Des items banals de la vie courante deviennent de véritables trésors. Ainsi, les livres sont lus et relus jusqu’à ce que les pages soient cornées et humides. La trouvaille d’un livre en français est comme un miracle. Des échanges sont effectués avec d’autres voyageurs, un troc de rêverie.

Vivre comme un nomade

En vivant comme un nomade, on laisse une trace derrière nous. Parfois, c’est un livre que l’on abandonne dans une auberge jeunesse, d’autres fois c’est un chandail oublié, un bas perdu, une marque sur un tableau au fond d’un bar obscur. Une traînée de poudre qui indique notre passage.

Les trouvailles sur le chemin deviennent des talismans. Les pièces de monnaie étrangère semblent avoir plus de valeur que celle que nous avons utilisée toute notre vie. Des figures inconnues sont frappées sur le métal, une histoire à apprendre se trouve inscrite sur ces disques que l’on s’amuse à chercher au sol. S’y ajoutent une panoplie de pierres étincelantes, de coquillages tortillonnant et des plumes colorées. Leur valeur dépasse de loin l’argent qui flotte dans l’océan médiatique de nos comptes en banque. Ce sont des objets qui ont attiré notre curiosité et qui ont enflammé notre imagination.

Les lieux défilent en peu de temps. Dans certains, on choisit de rester. On s’en imprègne. Des odeurs, des vues et des sensations se structurent dans notre psyché et nous marquent à jamais. On instaure ainsi la règle des 21 jours. Cela prend 21 jours pour notre microcommunauté de deux personnes pour se sentir satisfait d’un endroit. Ce processus se développe comme une table d’hôte dans un restaurant. Au début, nous avons les entrées, c’est là que l’on court en tous sens pour en voir le plus possible. C’est doux sur le palet, mais cela ne remplit pas le ventre. Ensuite, on passe au plat principal, on ralentit tranquillement notre entrain et l’on met la dent sur des morceaux plus denses. C’est le moment pour parler avec les locaux et aller sous les apparences. Découvrir des endroits inusités et sortir des sentiers battus. Enfin, on arrive au dessert. On bouge moins et on incorpore le lieu sous toutes ses facettes. En se balançant dans un hamac ou sous la houle de l’océan, on déguste au compte-gouttes ce mélange sucré et moelleux que l’on veut faire durer.

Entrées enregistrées
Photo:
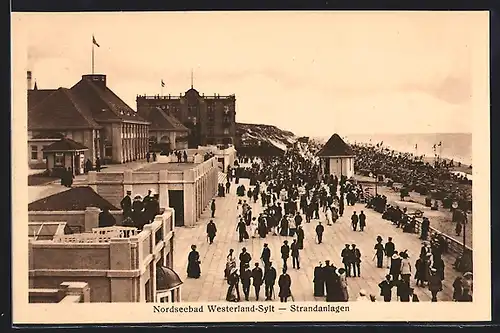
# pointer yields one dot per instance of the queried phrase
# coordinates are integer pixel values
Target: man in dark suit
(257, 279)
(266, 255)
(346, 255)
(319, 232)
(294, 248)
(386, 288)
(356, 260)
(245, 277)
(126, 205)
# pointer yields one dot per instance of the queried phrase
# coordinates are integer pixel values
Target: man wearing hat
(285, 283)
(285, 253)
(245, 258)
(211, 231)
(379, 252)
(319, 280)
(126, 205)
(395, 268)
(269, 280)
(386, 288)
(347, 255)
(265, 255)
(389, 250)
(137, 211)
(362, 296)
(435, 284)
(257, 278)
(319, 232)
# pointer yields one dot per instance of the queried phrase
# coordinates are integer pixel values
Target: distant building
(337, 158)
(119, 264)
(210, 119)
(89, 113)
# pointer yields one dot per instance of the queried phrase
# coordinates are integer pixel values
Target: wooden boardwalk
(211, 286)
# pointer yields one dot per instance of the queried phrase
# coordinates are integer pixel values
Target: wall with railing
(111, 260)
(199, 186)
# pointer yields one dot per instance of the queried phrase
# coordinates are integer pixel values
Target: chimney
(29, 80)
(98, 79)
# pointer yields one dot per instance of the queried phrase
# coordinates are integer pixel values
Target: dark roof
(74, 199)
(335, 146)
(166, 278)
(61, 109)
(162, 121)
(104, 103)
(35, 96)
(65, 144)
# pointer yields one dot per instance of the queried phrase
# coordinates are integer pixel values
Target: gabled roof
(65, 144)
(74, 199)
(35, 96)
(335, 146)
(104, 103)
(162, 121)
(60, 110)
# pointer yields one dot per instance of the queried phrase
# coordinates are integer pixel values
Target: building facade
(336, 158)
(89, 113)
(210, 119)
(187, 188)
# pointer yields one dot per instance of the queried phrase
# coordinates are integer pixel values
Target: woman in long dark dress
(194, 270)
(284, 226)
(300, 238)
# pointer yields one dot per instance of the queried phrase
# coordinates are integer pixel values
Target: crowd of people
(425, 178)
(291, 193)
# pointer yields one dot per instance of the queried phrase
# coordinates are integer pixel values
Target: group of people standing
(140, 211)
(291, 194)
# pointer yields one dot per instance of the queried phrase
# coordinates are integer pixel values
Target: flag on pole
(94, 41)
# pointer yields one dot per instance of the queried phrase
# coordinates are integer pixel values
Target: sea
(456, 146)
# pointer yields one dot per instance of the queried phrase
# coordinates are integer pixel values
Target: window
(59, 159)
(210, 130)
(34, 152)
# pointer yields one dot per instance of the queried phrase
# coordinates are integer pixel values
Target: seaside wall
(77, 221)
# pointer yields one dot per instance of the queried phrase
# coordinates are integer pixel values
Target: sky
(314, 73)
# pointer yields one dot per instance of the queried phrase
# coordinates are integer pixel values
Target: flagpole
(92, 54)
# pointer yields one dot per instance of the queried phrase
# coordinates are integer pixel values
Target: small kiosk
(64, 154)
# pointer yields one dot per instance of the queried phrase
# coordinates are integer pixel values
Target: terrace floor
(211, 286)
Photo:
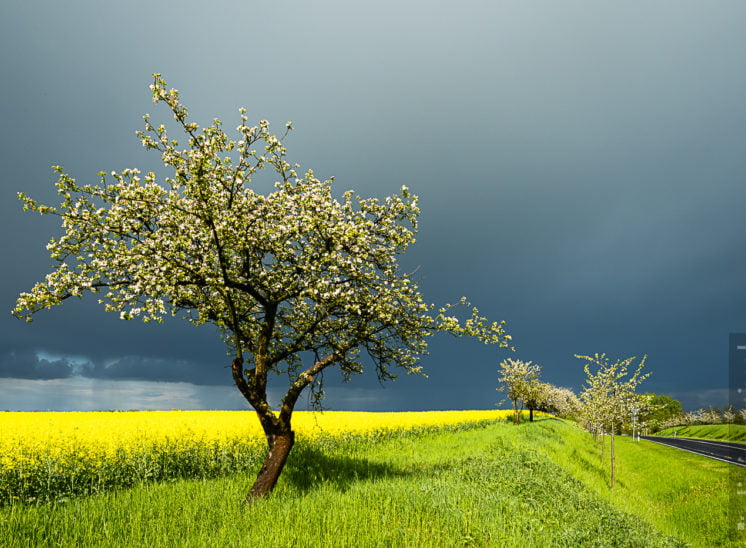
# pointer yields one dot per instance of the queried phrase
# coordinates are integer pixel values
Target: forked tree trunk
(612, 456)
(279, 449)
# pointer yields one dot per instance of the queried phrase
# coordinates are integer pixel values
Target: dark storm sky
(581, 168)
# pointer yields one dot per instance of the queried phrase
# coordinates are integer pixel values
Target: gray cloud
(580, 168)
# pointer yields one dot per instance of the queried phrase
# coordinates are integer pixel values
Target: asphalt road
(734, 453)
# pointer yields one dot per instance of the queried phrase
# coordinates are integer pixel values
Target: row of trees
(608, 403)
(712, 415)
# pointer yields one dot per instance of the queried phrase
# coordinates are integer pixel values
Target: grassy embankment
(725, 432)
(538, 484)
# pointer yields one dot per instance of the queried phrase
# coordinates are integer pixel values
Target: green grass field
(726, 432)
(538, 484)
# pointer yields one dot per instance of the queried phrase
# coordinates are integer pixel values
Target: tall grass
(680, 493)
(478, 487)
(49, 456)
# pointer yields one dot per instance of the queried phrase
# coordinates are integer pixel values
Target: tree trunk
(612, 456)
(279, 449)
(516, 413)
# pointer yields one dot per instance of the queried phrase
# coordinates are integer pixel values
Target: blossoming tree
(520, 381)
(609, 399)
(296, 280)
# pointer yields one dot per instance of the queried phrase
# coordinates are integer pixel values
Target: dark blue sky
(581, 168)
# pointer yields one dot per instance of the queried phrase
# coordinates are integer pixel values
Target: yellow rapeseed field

* * *

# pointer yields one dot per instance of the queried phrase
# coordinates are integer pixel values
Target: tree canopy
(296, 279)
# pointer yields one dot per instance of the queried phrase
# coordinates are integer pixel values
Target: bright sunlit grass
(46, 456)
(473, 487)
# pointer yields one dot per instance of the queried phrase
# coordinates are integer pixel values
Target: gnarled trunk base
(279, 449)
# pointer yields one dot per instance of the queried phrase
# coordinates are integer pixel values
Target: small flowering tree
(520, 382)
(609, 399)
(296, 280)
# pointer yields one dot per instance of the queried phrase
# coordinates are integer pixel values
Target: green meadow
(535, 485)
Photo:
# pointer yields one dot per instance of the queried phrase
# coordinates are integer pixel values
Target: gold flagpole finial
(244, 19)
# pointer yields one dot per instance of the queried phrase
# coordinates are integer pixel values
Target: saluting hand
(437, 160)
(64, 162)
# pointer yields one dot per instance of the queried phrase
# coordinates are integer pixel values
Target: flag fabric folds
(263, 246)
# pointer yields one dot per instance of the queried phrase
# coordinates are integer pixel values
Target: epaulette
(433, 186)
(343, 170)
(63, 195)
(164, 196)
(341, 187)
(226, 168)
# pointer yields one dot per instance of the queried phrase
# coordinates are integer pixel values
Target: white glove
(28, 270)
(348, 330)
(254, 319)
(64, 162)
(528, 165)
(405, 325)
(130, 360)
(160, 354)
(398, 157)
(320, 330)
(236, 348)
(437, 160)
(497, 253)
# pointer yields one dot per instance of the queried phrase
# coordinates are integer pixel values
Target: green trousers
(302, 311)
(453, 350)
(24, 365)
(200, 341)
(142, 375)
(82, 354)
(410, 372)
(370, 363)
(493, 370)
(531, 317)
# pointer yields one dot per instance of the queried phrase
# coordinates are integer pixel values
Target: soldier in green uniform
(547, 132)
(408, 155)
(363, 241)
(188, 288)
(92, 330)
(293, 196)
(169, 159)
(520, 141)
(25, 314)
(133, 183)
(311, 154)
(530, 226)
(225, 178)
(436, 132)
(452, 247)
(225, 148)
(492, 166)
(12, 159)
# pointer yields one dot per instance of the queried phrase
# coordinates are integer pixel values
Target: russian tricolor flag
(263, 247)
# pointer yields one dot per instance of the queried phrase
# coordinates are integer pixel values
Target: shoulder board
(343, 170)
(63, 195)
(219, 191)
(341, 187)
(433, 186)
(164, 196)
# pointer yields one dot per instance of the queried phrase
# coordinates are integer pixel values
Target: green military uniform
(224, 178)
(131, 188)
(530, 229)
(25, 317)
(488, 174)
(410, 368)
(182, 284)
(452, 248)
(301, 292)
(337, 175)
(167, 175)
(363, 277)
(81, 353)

---

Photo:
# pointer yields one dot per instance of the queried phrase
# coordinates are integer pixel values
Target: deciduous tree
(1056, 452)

» **Consigne**
Mettez à jour le passage du texte sur la vie nomade qui commence à "Les trouvailles sur" et se termine à "enflammé notre imagination.", en y remplaçant "talismans" par "porte-bonheur". Les lignes ne sont pas utiles pour ce travail.

» **Réponse attendue**
Les trouvailles sur le chemin deviennent des porte-bonheur. Les pièces de monnaie étrangère semblent avoir plus de valeur que celle que nous avons utilisée toute notre vie. Des figures inconnues sont frappées sur le métal, une histoire à apprendre se trouve inscrite sur ces disques que l’on s’amuse à chercher au sol. S’y ajoutent une panoplie de pierres étincelantes, de coquillages tortillonnant et des plumes colorées. Leur valeur dépasse de loin l’argent qui flotte dans l’océan médiatique de nos comptes en banque. Ce sont des objets qui ont attiré notre curiosité et qui ont enflammé notre imagination.